- _Task item_
Where the word "pink" shows up in the entries below, please copy the whole line.

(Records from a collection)
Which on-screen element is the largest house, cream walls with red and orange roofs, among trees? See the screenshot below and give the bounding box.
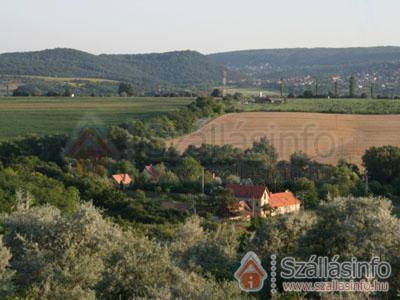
[226,184,301,217]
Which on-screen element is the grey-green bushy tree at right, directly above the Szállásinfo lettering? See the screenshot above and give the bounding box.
[299,197,400,299]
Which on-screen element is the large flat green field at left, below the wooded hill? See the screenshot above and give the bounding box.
[0,97,193,140]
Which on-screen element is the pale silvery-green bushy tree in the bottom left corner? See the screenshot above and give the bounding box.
[2,204,120,299]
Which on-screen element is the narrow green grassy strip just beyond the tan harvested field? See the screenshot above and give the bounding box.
[236,99,400,114]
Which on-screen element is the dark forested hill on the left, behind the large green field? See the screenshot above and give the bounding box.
[0,48,233,87]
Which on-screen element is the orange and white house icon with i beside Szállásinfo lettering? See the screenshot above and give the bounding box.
[235,251,267,292]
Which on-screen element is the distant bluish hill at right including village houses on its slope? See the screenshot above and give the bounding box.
[208,47,400,94]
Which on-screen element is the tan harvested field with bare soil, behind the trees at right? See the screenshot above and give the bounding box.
[172,112,400,164]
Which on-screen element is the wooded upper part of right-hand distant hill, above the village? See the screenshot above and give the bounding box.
[209,47,400,78]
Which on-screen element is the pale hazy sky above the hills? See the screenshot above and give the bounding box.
[0,0,400,53]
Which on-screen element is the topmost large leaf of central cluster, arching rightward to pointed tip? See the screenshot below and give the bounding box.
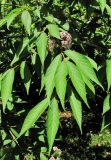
[65,50,103,88]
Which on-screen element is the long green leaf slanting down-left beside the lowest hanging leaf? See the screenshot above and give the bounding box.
[19,99,48,137]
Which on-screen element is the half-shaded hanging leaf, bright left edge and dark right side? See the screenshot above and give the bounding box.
[20,61,31,94]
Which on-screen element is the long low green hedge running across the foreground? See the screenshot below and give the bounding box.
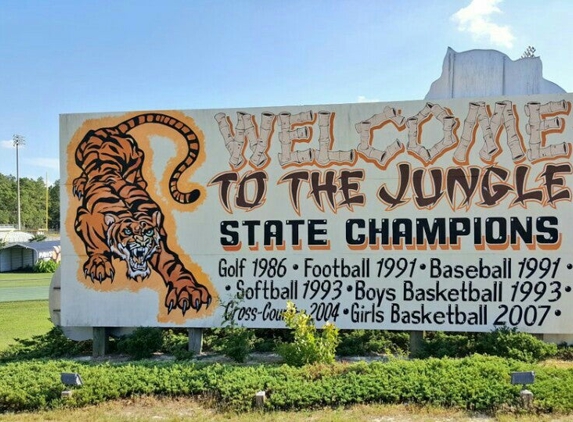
[0,355,573,413]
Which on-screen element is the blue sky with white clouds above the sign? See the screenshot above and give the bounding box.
[0,0,573,183]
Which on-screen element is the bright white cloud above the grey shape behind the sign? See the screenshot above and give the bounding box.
[451,0,515,48]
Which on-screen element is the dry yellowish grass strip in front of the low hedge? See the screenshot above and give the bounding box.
[0,397,571,422]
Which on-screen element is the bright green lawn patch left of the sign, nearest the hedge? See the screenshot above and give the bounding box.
[0,300,53,350]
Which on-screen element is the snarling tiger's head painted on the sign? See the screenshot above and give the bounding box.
[105,211,161,280]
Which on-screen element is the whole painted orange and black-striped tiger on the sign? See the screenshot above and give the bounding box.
[72,113,212,315]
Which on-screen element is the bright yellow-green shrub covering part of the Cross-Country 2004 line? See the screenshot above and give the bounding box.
[277,301,339,366]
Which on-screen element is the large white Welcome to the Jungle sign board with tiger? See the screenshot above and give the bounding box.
[61,94,573,333]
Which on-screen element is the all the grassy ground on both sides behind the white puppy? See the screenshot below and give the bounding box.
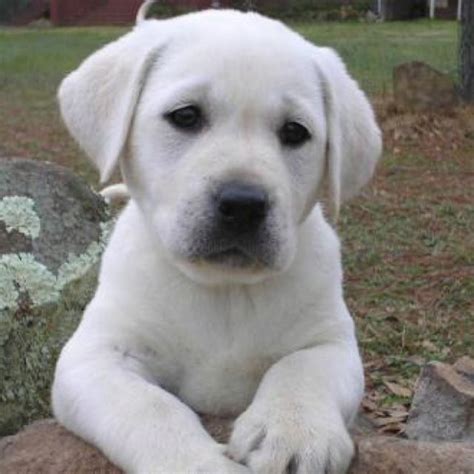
[0,21,474,426]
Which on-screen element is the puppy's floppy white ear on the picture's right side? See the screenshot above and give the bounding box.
[316,48,382,220]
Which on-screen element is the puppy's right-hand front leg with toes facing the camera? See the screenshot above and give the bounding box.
[228,341,364,474]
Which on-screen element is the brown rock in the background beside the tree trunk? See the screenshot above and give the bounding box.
[393,61,459,112]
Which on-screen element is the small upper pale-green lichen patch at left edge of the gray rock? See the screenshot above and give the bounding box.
[0,196,41,239]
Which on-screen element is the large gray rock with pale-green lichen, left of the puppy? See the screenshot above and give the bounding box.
[0,159,110,436]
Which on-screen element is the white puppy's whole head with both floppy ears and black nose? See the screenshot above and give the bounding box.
[59,11,381,283]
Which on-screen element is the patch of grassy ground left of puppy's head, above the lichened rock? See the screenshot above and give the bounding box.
[0,27,125,183]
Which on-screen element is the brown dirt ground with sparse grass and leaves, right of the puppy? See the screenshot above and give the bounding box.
[340,100,474,434]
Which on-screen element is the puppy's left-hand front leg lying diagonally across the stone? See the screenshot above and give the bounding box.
[53,320,248,474]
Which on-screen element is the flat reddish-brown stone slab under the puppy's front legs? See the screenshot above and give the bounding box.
[0,417,474,474]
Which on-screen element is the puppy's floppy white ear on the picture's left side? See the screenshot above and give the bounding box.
[58,22,165,183]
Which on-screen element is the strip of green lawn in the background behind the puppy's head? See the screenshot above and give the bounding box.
[0,21,458,94]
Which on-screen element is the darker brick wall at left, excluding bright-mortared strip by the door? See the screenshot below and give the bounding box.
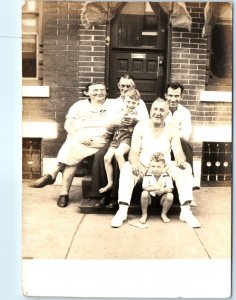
[23,1,81,157]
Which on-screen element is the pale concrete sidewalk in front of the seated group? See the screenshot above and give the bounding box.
[22,182,231,259]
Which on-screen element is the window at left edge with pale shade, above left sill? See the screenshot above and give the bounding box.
[22,0,43,85]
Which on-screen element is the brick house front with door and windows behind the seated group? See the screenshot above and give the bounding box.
[22,0,232,186]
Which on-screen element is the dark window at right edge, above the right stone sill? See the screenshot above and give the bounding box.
[206,3,232,91]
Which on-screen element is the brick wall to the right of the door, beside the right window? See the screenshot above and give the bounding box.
[171,2,232,156]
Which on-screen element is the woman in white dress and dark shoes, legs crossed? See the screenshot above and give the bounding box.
[29,83,115,207]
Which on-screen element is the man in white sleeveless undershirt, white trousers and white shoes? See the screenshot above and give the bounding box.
[111,98,201,228]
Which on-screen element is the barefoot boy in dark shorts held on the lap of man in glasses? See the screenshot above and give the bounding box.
[99,89,140,193]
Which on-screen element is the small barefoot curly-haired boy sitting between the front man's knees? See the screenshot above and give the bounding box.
[139,152,174,224]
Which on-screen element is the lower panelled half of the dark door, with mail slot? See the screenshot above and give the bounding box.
[109,49,166,106]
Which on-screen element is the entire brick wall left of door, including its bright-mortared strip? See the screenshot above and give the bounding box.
[23,0,106,157]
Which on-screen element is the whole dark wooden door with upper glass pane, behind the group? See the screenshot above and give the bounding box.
[108,4,167,108]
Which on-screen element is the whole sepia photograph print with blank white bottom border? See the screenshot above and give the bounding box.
[21,0,233,298]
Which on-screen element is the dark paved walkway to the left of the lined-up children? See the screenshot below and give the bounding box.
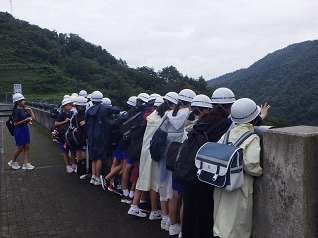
[0,118,168,238]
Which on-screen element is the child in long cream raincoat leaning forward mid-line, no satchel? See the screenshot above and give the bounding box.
[128,92,178,220]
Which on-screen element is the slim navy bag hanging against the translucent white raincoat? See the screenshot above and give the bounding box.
[149,116,168,162]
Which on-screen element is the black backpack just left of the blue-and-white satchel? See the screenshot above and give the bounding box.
[172,123,214,185]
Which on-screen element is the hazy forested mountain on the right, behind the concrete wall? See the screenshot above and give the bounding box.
[208,40,318,125]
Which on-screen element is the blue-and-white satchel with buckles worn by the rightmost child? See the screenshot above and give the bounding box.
[195,131,255,192]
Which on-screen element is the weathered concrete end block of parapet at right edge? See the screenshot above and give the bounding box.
[253,126,318,238]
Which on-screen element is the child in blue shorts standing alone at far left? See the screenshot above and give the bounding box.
[8,93,35,170]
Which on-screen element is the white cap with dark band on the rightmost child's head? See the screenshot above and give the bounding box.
[231,98,261,124]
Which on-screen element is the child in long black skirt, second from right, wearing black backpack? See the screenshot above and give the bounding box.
[182,88,235,238]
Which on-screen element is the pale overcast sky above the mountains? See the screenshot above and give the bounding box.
[0,0,318,79]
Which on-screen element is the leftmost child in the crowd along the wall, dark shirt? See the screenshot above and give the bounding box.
[54,99,76,173]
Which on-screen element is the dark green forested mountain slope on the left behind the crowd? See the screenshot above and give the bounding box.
[0,12,212,105]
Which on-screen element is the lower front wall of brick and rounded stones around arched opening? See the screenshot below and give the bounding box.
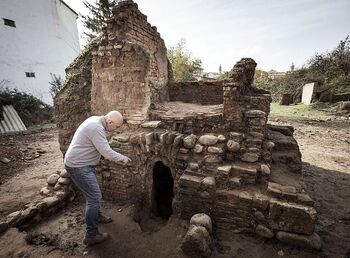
[100,122,316,241]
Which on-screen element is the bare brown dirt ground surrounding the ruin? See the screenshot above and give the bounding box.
[0,117,350,258]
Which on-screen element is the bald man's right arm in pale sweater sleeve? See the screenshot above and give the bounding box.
[91,130,128,162]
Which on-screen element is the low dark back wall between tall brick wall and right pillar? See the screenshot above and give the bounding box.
[169,81,223,105]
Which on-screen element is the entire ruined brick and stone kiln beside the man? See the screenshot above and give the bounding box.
[55,1,317,248]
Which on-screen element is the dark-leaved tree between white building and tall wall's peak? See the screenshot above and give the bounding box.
[80,0,121,39]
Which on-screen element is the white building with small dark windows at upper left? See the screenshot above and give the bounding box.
[0,0,80,104]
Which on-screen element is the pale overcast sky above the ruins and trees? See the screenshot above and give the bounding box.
[65,0,350,72]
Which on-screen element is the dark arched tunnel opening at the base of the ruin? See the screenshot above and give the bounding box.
[152,161,174,219]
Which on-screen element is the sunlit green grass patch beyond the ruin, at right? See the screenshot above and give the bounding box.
[269,103,334,121]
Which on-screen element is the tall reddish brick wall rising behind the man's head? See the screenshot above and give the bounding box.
[91,1,169,124]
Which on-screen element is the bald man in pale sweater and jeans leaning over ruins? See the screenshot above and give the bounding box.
[64,111,131,245]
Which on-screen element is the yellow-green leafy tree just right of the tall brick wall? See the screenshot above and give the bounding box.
[168,39,203,82]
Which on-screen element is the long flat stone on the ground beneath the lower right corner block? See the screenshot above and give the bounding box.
[276,231,322,250]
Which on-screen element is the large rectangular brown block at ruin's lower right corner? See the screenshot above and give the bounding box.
[268,200,316,235]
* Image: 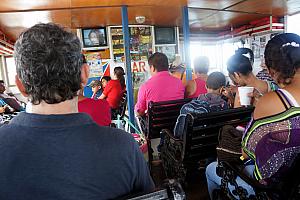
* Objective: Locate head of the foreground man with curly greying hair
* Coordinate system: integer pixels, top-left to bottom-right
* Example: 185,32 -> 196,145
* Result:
14,24 -> 88,105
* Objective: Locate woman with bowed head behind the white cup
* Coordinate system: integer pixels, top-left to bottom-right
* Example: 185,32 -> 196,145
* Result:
227,49 -> 278,108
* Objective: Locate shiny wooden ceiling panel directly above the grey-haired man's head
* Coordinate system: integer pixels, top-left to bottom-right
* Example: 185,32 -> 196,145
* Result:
0,10 -> 71,40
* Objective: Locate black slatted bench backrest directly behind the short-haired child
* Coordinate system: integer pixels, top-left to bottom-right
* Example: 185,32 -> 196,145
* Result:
182,107 -> 254,162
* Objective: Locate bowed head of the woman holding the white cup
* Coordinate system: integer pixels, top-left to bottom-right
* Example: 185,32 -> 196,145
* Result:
227,54 -> 252,86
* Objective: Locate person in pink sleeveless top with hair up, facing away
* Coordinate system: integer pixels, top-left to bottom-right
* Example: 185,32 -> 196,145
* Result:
185,56 -> 209,98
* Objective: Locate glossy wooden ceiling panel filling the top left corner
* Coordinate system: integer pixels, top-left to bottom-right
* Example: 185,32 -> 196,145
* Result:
0,0 -> 71,12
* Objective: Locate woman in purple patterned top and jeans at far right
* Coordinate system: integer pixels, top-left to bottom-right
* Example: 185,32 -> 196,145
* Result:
206,33 -> 300,198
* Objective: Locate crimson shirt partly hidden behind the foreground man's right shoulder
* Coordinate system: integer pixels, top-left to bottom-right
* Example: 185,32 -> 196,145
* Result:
78,98 -> 111,126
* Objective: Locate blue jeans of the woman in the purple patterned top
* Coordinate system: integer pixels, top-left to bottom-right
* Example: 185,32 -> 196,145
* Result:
206,162 -> 255,199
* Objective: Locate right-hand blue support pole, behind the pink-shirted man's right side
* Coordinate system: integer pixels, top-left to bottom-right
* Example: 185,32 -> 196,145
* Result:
182,6 -> 192,81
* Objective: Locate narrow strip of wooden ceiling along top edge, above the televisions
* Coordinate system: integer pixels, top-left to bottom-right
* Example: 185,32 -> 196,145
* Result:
72,0 -> 187,7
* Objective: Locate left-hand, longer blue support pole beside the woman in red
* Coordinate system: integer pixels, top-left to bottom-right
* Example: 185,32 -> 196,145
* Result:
122,5 -> 135,131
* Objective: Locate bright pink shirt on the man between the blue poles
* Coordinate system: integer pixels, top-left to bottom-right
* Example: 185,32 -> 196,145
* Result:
135,71 -> 184,112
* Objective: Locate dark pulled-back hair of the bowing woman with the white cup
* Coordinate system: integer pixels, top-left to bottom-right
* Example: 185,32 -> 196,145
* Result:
227,53 -> 252,76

- _Result of the task_
* Objective: Locate person in pink sleeveless top with hair up, facing away
* Objective: Locate right-hand blue support pole, behind the pink-shirted man's right side
* Objective: Locate bright pink shirt on the man between the blue poles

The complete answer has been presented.